From
Baghdad to Bishkek, the Caliphate's time has come
by Simon Jones
Uzbekistan's unending
tragedy - 15 years of unremitting repression of its
Muslims (OK, make that a century) - has reached a
critical impasse. With the massacre of up to a 1000
innocents in Andijan, the mood in the country is set
against Karimov: there is no graceful exit for this once
wily balancer of clan greed, untempered by any basis in
Islamic principles of social justice and public service.
But Karimov and Uzbekistan are not alone. A recent
analysis of Tunisia (Le Monde
6/5) describes the poverty and anomy of life under its
repressive, secular, pro-US dictator Ben Ali, with his
playtime democracy, prohibition of all Islamic parties
and general discouragement of Islam, and above all the
fear to make even the mildest public criticisms. We can
say Ditto more or less for Egypt, Algeria,
Morocco, Jordan, Syria, Saudi Arabia... Then there are
such embarrassments as Dubai, which is building a high
tech Disney-style archipelago replica of the world
for the super-rich, or the Emirates, which imports
Russian and Uzbek women as sex slaves. It is very hard to
find a Muslim country which reflects the austere social
justice of the Koran. But then it is hard to find a
Muslim country which is not a US-client state. Malaysia
and Iran come to mind, and in their own very different
ways, they offer some hope.

__________

» **REQUEST 1**
Answer these questions about the article:
(a) Up to how many innocents were massacred in Andijan?
(b) Which newspaper published the recent analysis of Tunisia?
(c) Which two countries come to mind as exceptions that offer some hope?
The article and the records come from separate, unrelated sources.

Excerpts from point annotation records
__________

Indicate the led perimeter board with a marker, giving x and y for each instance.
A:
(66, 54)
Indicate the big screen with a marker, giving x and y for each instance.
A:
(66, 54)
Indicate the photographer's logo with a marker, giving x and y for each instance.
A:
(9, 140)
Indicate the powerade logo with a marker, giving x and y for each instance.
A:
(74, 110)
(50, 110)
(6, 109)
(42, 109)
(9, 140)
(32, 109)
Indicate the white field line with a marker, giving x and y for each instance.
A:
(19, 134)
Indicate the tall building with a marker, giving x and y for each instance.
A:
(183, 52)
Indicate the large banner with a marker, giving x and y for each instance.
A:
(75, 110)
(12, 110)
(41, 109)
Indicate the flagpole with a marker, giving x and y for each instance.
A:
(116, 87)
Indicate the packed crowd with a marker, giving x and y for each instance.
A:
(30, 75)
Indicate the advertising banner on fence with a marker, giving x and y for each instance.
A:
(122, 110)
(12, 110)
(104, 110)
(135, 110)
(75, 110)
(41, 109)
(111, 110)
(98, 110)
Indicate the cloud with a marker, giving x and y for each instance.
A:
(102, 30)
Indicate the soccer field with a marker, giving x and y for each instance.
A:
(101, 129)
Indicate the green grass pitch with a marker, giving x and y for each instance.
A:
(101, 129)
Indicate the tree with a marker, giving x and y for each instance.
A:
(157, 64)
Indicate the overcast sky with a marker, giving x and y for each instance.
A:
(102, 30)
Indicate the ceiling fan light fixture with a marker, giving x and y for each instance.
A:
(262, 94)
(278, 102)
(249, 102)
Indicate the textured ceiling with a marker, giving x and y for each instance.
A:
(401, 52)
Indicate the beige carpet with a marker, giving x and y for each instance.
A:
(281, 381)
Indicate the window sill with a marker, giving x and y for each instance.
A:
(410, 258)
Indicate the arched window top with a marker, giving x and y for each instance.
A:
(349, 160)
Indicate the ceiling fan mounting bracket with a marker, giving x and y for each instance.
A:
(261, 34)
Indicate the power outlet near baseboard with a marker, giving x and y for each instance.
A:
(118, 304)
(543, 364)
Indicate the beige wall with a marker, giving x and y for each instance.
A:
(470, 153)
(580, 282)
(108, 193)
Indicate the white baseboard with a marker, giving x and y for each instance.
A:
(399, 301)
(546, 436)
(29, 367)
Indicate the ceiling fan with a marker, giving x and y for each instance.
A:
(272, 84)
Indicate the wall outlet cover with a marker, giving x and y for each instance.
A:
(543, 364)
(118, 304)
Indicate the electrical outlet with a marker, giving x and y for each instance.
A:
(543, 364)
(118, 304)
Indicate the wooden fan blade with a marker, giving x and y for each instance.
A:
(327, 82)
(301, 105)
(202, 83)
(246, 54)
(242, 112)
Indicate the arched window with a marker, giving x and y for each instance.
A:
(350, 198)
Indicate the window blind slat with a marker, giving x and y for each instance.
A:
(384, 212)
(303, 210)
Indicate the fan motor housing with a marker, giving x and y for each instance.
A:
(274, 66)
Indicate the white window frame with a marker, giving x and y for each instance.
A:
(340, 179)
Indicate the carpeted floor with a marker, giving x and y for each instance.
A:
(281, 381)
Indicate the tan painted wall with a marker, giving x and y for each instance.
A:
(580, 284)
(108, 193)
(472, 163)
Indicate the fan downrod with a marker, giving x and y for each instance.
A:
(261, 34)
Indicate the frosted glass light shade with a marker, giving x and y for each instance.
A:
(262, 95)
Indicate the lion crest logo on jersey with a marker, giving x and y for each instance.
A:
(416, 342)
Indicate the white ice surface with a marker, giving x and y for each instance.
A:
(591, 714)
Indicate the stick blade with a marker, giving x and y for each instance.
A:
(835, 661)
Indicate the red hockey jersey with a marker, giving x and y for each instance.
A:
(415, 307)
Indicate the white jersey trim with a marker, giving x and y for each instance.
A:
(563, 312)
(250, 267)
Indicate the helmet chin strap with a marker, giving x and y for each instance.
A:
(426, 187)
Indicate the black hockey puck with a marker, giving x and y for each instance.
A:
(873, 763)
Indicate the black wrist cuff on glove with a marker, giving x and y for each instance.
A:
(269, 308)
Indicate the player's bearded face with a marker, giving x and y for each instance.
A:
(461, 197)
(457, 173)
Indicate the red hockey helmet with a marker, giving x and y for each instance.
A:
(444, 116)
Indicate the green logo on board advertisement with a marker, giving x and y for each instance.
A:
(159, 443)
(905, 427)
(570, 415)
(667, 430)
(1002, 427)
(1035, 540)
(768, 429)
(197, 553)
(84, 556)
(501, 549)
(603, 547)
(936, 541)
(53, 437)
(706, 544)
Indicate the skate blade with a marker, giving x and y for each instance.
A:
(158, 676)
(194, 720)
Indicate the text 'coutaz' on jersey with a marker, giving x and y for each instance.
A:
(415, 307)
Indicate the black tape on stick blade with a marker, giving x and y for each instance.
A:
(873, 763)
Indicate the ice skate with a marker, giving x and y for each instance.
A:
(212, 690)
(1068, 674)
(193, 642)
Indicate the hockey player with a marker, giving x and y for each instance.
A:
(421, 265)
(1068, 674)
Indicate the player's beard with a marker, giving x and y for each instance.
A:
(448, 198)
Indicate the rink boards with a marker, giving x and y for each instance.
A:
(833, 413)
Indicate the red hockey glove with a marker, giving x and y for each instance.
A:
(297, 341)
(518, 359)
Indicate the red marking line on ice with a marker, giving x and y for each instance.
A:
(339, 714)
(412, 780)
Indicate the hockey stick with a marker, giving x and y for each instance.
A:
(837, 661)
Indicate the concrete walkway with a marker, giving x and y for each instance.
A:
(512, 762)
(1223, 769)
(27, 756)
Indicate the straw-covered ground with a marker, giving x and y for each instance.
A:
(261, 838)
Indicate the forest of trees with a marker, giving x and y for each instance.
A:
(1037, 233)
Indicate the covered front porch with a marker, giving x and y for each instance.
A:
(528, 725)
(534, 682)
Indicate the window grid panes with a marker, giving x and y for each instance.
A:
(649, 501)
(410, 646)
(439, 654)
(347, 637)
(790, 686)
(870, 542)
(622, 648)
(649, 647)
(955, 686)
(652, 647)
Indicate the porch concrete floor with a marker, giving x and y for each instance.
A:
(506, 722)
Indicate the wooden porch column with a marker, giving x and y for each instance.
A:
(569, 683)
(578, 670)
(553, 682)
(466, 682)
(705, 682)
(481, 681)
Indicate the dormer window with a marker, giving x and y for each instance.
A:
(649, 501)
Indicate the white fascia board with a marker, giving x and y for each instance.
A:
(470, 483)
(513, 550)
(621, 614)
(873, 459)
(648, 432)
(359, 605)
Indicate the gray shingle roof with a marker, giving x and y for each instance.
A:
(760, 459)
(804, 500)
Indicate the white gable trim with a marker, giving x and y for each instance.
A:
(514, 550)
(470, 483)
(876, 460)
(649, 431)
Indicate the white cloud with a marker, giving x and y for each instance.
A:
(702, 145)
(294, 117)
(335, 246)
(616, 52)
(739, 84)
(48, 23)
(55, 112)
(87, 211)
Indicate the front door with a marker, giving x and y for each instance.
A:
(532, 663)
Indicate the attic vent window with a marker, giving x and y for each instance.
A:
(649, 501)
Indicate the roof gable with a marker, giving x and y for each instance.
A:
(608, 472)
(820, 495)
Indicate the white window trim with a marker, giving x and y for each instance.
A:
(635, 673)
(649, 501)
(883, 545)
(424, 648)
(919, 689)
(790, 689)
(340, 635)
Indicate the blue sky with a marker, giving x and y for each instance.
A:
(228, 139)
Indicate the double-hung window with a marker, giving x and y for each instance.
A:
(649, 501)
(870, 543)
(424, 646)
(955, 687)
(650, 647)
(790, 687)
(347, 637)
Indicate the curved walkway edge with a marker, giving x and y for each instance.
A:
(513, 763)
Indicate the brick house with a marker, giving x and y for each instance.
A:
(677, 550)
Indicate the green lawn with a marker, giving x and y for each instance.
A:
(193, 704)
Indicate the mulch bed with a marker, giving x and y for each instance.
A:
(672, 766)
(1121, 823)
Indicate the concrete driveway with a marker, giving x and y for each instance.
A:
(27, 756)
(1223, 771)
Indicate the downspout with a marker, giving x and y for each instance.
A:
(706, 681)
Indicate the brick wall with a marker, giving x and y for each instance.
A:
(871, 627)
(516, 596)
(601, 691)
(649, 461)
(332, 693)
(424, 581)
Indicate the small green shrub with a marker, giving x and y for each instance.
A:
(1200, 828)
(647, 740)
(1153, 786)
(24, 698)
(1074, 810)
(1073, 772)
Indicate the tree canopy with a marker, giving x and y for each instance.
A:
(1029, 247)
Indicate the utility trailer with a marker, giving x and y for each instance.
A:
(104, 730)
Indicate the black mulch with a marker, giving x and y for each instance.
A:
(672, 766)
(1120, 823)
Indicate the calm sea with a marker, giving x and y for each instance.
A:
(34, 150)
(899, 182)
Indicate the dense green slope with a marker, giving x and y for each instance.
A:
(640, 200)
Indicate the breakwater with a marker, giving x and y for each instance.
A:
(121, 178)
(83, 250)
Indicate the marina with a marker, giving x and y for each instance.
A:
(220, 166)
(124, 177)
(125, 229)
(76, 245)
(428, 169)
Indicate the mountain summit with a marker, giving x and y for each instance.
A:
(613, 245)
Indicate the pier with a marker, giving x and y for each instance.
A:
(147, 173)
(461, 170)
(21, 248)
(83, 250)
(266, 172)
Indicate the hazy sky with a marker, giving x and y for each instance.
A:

__________

» **REQUEST 2**
Pick out every line of the records that contains the word "beige".

» **EXERCISE ANSWER 1**
(a) Up to 1000.
(b) Le Monde.
(c) Malaysia and Iran.

» **EXERCISE ANSWER 2**
Indicate the beige carpet with a marker, giving x and y for each instance.
Indicate the beige wall with a marker, giving x and y for each instance.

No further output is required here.